- _Ausgewählter Text_
^^^^^^^^
Hintertüren für die Überwachung
Egal ob Facebook, Google oder Microsoft und Apple, alle arbeiten, nein sind per Gesetz dazu verpflichtet, Hintertüren für Überwachungstools in ihre Software einzubauen oder den staatlichen Überwachungsbehörden jederzeit und ohne Grund Auskunft zu geben. Mittlerweile gibt es auch in Europa Gesetze, die Internet Service Provider oder Anbieter von Massen-eMails dazu verdonnern, Technik und Infrastruktur anzubieten, die einen automatischen Zugriff der Sicherheitsbehörden zulassen. Die sogenannte „Lawfull Interception“ - also die gesetzeskonforme Überwachung stellt ein grundsätzliches als auch technisches Problem dar. Für Endanwender ist es zwar nicht möglich, diese Abhör-Schnittstellen, die per Gesetz vorgeschrieben sind, zu nutzen, ohne sich strafbar zu machen. Online-Kriminelle hält dies aber nicht davon ab, die Schwachstellen zu gebrauchen.
^^^^^^^^
Datensätze, einer Sammlung entnommen
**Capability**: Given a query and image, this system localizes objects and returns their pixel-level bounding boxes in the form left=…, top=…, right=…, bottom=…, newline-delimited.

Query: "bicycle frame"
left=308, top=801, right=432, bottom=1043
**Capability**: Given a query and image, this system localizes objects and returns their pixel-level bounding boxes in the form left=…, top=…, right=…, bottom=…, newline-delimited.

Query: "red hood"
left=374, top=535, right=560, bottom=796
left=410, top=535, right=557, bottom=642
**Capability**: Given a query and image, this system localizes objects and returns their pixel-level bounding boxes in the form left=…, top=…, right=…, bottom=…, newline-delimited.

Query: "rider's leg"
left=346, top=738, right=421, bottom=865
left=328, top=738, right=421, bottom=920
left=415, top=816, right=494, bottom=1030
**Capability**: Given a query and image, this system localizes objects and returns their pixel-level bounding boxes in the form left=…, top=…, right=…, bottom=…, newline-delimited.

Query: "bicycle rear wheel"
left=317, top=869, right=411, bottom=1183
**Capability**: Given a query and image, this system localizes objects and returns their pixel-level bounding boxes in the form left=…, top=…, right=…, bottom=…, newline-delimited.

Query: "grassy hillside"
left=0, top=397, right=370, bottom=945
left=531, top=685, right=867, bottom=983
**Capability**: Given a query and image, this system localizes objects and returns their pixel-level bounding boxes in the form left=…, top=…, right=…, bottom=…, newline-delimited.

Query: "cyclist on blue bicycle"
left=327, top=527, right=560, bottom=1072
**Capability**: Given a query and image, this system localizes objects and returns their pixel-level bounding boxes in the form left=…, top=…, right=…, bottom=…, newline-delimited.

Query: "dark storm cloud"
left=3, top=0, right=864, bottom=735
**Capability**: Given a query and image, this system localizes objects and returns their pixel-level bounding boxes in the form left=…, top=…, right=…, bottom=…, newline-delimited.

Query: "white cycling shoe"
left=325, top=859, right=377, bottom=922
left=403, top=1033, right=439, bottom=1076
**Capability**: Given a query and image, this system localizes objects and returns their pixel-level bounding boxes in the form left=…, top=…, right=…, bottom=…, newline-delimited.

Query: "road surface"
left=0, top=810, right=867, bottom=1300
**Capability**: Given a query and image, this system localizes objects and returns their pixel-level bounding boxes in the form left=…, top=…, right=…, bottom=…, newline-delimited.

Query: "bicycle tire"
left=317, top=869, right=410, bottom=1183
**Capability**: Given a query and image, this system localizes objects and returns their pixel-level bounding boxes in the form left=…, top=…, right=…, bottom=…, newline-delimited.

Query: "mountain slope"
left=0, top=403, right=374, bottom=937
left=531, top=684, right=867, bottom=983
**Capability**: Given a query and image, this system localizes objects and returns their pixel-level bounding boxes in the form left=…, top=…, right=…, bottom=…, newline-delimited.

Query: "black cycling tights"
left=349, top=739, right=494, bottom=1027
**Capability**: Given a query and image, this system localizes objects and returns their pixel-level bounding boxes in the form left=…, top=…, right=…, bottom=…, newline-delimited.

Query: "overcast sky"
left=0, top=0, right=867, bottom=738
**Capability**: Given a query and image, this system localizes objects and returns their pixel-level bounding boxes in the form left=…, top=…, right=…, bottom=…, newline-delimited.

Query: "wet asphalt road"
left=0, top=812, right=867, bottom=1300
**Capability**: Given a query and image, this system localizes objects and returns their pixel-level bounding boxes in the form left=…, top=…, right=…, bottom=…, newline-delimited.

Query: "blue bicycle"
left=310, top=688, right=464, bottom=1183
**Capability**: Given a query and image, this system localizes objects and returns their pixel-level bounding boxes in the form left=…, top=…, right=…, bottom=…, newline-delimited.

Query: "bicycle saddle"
^^^^^^^^
Gib aus dem Text über Hintertüren für die Überwachung alles von „Hintertüren für die“ bis hinunter zu „Schwachstellen zu gebrauchen.“ wortgetreu wieder.

- _Lösung_
Hintertüren für die Überwachung
Egal ob Facebook, Google oder Microsoft und Apple, alle arbeiten, nein sind per Gesetz dazu verpflichtet, Hintertüren für Überwachungstools in ihre Software einzubauen oder den staatlichen Überwachungsbehörden jederzeit und ohne Grund Auskunft zu geben. Mittlerweile gibt es auch in Europa Gesetze, die Internet Service Provider oder Anbieter von Massen-eMails dazu verdonnern, Technik und Infrastruktur anzubieten, die einen automatischen Zugriff der Sicherheitsbehörden zulassen. Die sogenannte „Lawfull Interception“ - also die gesetzeskonforme Überwachung stellt ein grundsätzliches als auch technisches Problem dar. Für Endanwender ist es zwar nicht möglich, diese Abhör-Schnittstellen, die per Gesetz vorgeschrieben sind, zu nutzen, ohne sich strafbar zu machen. Online-Kriminelle hält dies aber nicht davon ab, die Schwachstellen zu gebrauchen.